Records taken from a collection
★ ★ ★ ★ ★ ★ ★

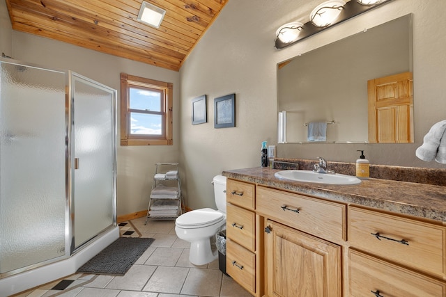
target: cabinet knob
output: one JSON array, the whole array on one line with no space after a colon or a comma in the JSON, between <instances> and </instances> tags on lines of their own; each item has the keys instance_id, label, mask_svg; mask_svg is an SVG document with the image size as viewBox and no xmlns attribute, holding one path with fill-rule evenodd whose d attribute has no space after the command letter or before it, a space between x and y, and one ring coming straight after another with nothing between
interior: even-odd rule
<instances>
[{"instance_id":1,"label":"cabinet knob","mask_svg":"<svg viewBox=\"0 0 446 297\"><path fill-rule=\"evenodd\" d=\"M233 223L231 225L232 225L232 227L238 227L238 229L240 229L240 230L243 229L243 225L237 225L237 223Z\"/></svg>"},{"instance_id":2,"label":"cabinet knob","mask_svg":"<svg viewBox=\"0 0 446 297\"><path fill-rule=\"evenodd\" d=\"M392 241L395 241L401 244L404 244L406 246L408 246L409 243L404 240L404 239L401 239L401 240L398 240L398 239L394 239L390 237L386 237L386 236L383 236L383 235L380 234L378 232L376 233L370 233L371 235L374 236L375 237L376 237L378 239L378 240L381 240L381 239L387 239L387 240L390 240Z\"/></svg>"},{"instance_id":3,"label":"cabinet knob","mask_svg":"<svg viewBox=\"0 0 446 297\"><path fill-rule=\"evenodd\" d=\"M285 205L285 204L284 204L284 205L281 206L281 207L280 207L280 208L281 208L281 209L282 209L284 210L284 211L286 211L286 210L289 210L290 211L294 211L294 212L295 212L296 214L299 214L299 209L293 209L289 208L289 207L288 207L286 205Z\"/></svg>"},{"instance_id":4,"label":"cabinet knob","mask_svg":"<svg viewBox=\"0 0 446 297\"><path fill-rule=\"evenodd\" d=\"M373 293L374 294L375 294L376 297L384 297L383 295L380 294L379 293L379 290L376 290L376 292L374 292L373 291L370 291L371 293Z\"/></svg>"},{"instance_id":5,"label":"cabinet knob","mask_svg":"<svg viewBox=\"0 0 446 297\"><path fill-rule=\"evenodd\" d=\"M243 270L243 265L239 265L239 264L237 264L237 262L236 262L236 261L233 261L233 262L232 262L232 266L237 266L237 267L238 267L238 268L239 268L240 270Z\"/></svg>"}]
</instances>

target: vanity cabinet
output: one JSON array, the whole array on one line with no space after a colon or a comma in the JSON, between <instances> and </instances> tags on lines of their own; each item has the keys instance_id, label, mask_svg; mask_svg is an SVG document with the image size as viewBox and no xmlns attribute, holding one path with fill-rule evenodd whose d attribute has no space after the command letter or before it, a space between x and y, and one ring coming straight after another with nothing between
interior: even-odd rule
<instances>
[{"instance_id":1,"label":"vanity cabinet","mask_svg":"<svg viewBox=\"0 0 446 297\"><path fill-rule=\"evenodd\" d=\"M446 296L444 226L350 206L348 230L350 296Z\"/></svg>"},{"instance_id":2,"label":"vanity cabinet","mask_svg":"<svg viewBox=\"0 0 446 297\"><path fill-rule=\"evenodd\" d=\"M226 195L226 271L254 296L446 297L442 222L232 179Z\"/></svg>"},{"instance_id":3,"label":"vanity cabinet","mask_svg":"<svg viewBox=\"0 0 446 297\"><path fill-rule=\"evenodd\" d=\"M226 182L226 273L252 295L260 296L256 270L262 265L256 246L255 185Z\"/></svg>"},{"instance_id":4,"label":"vanity cabinet","mask_svg":"<svg viewBox=\"0 0 446 297\"><path fill-rule=\"evenodd\" d=\"M351 246L426 273L446 276L446 229L441 225L349 207Z\"/></svg>"},{"instance_id":5,"label":"vanity cabinet","mask_svg":"<svg viewBox=\"0 0 446 297\"><path fill-rule=\"evenodd\" d=\"M266 229L268 296L342 296L341 246L270 220Z\"/></svg>"},{"instance_id":6,"label":"vanity cabinet","mask_svg":"<svg viewBox=\"0 0 446 297\"><path fill-rule=\"evenodd\" d=\"M440 297L445 283L353 249L350 259L350 295L355 297Z\"/></svg>"}]
</instances>

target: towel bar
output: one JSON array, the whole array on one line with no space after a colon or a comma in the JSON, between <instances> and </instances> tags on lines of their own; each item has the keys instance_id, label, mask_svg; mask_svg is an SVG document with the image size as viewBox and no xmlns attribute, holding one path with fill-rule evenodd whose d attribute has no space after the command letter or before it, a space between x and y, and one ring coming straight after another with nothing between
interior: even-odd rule
<instances>
[{"instance_id":1,"label":"towel bar","mask_svg":"<svg viewBox=\"0 0 446 297\"><path fill-rule=\"evenodd\" d=\"M331 122L327 122L327 125L331 125L331 124L334 124L334 121L332 120ZM304 126L308 126L308 123L307 122L305 123Z\"/></svg>"}]
</instances>

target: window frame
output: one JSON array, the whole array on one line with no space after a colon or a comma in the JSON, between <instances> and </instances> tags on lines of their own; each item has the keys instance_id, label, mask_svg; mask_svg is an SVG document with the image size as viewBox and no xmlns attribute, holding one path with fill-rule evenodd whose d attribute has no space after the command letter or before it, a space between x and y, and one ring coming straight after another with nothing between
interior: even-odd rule
<instances>
[{"instance_id":1,"label":"window frame","mask_svg":"<svg viewBox=\"0 0 446 297\"><path fill-rule=\"evenodd\" d=\"M155 89L164 93L161 112L153 113L162 116L164 129L162 135L131 134L130 113L130 90L131 87ZM154 79L121 74L121 145L172 145L173 140L173 90L174 84ZM164 109L162 107L164 106Z\"/></svg>"}]
</instances>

★ ★ ★ ★ ★ ★ ★

## WRITTEN EXERCISE
Return, unchanged, everything from the line containing "target: window frame" down to the last of the lines above.

## COMPLETE OUTPUT
target: window frame
output: one JSON array, the whole array on one line with no space after a colon or a comma in the JSON, between <instances> and </instances> tags on lines of their own; each item has the keys instance_id, label, mask_svg; mask_svg is an SVG document with the image size as viewBox and no xmlns attribute, holding one path with fill-rule evenodd whose d attribute has no space after the command letter or before it, a space between x and y, and one ring coming straight after another with nothing between
interior: even-odd rule
<instances>
[{"instance_id":1,"label":"window frame","mask_svg":"<svg viewBox=\"0 0 446 297\"><path fill-rule=\"evenodd\" d=\"M155 89L164 93L161 112L153 113L162 116L164 129L162 135L131 134L130 113L130 90L131 87ZM154 79L121 74L121 145L172 145L173 140L173 90L174 84ZM164 109L162 107L164 106Z\"/></svg>"}]
</instances>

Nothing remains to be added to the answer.